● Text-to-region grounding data
──────────────────────────────

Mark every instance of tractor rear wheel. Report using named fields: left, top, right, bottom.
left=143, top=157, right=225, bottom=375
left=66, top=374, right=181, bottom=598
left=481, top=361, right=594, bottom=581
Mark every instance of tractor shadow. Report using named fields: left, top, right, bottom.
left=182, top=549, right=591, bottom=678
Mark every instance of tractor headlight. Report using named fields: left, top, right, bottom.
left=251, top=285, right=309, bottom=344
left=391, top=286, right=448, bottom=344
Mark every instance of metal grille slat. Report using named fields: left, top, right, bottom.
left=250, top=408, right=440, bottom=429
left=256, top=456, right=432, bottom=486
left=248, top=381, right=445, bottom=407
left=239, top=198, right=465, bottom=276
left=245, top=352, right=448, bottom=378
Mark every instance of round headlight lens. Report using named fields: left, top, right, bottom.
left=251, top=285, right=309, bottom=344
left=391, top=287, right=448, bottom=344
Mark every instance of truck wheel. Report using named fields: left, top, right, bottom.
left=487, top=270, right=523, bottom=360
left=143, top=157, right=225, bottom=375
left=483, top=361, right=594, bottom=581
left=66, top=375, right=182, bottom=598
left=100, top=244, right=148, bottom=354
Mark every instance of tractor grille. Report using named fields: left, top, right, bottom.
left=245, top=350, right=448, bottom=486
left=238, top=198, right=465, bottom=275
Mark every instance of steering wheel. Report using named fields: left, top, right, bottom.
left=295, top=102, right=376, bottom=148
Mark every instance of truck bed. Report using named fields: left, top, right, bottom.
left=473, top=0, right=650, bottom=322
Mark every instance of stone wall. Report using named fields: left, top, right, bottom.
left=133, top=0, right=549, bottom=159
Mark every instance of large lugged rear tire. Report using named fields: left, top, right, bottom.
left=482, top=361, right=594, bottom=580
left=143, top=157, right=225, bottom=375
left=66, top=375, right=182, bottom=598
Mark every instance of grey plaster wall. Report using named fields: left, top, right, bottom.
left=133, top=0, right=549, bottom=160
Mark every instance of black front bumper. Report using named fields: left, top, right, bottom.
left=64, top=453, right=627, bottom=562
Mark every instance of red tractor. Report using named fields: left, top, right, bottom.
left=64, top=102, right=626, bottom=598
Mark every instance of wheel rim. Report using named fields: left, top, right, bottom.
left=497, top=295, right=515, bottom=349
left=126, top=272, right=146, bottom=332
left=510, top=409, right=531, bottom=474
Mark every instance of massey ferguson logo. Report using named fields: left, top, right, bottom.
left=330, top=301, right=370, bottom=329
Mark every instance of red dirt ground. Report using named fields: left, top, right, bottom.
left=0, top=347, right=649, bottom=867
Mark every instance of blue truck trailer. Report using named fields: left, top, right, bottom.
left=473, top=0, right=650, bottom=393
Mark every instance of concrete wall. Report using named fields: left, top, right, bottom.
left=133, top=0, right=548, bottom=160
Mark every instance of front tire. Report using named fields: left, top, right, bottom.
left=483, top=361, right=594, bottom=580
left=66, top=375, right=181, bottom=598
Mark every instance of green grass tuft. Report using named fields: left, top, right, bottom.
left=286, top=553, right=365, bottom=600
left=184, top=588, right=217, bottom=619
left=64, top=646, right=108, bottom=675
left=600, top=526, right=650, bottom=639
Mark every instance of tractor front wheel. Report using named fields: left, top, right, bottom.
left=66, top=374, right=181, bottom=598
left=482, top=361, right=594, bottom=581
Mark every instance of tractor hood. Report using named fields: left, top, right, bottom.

──────────────────────────────

● Task instructions
Line by line, reproduce the data exactly as given.

● Answer to this task
Mark every instance of tractor rear wheel. Report using named fields: left, top, right, bottom.
left=143, top=157, right=225, bottom=375
left=66, top=374, right=181, bottom=598
left=481, top=361, right=594, bottom=581
Mark every instance of tractor shadow. Report using named fields: left, top, right, bottom.
left=182, top=549, right=591, bottom=678
Mark every instance of tractor headlight. Report using named fields: left, top, right, bottom.
left=251, top=285, right=309, bottom=344
left=391, top=286, right=448, bottom=344
Mark every instance of metal grille slat. Report using named fields: left, top, right, bottom.
left=250, top=408, right=440, bottom=429
left=256, top=456, right=432, bottom=486
left=248, top=381, right=445, bottom=407
left=239, top=198, right=465, bottom=276
left=245, top=352, right=448, bottom=378
Mark every instance of round headlight lens. Report using named fields: left, top, right, bottom.
left=251, top=285, right=309, bottom=344
left=391, top=287, right=448, bottom=344
Mark every instance of truck wheel. Report using named fields: left, top, right, bottom.
left=487, top=270, right=523, bottom=360
left=143, top=157, right=225, bottom=375
left=483, top=361, right=594, bottom=581
left=66, top=375, right=182, bottom=598
left=100, top=244, right=148, bottom=354
Mark every instance of tractor grille. Report using named fields: left, top, right, bottom.
left=245, top=350, right=448, bottom=486
left=238, top=198, right=465, bottom=275
Mark every instance of steering wheel. Report using named fields: left, top, right, bottom.
left=295, top=102, right=376, bottom=148
Mark every instance of truck bed. Report using named fields: left, top, right, bottom.
left=473, top=0, right=650, bottom=322
Mark every instance of stone wall. Report using named fields: left, top, right, bottom.
left=133, top=0, right=549, bottom=159
Mark every instance of large lugged rear tire. Report using named fields: left, top, right, bottom.
left=482, top=361, right=594, bottom=580
left=143, top=157, right=225, bottom=375
left=66, top=375, right=182, bottom=598
Mark every instance of grey plaster wall. Report using named fields: left, top, right, bottom.
left=133, top=0, right=549, bottom=160
Mark every instance of black front bumper. Report using named fields: left, top, right, bottom.
left=64, top=453, right=627, bottom=562
Mark every instance of red tractor. Report using named fields: left, top, right, bottom.
left=64, top=102, right=626, bottom=598
Mark every instance of wheel rim. Report using named fields: left, top, right, bottom.
left=497, top=295, right=515, bottom=349
left=126, top=272, right=146, bottom=332
left=510, top=409, right=531, bottom=474
Mark every instance of massey ferguson logo. Report using named fields: left, top, right, bottom.
left=330, top=301, right=370, bottom=329
Mark every instance of red dirt ground. Report using named fields: left, top, right, bottom.
left=0, top=347, right=649, bottom=867
Mark every instance of blue truck trailer. Report using named fields: left, top, right, bottom.
left=473, top=0, right=650, bottom=393
Mark every instance of concrete wall. Report using named fields: left, top, right, bottom.
left=133, top=0, right=548, bottom=160
Mark every instance of front tire. Report using named fields: left, top, right, bottom.
left=483, top=361, right=594, bottom=580
left=66, top=375, right=181, bottom=598
Mark every instance of green grass tuft. Report using named fields: left, top, right, bottom.
left=286, top=553, right=365, bottom=600
left=184, top=588, right=217, bottom=619
left=64, top=646, right=108, bottom=675
left=600, top=526, right=650, bottom=639
Mark every instance of tractor front wheel. Report using named fields: left, top, right, bottom.
left=66, top=374, right=181, bottom=598
left=482, top=361, right=594, bottom=581
Mark every instance of tractor hood. Report using named fields: left, top, right, bottom.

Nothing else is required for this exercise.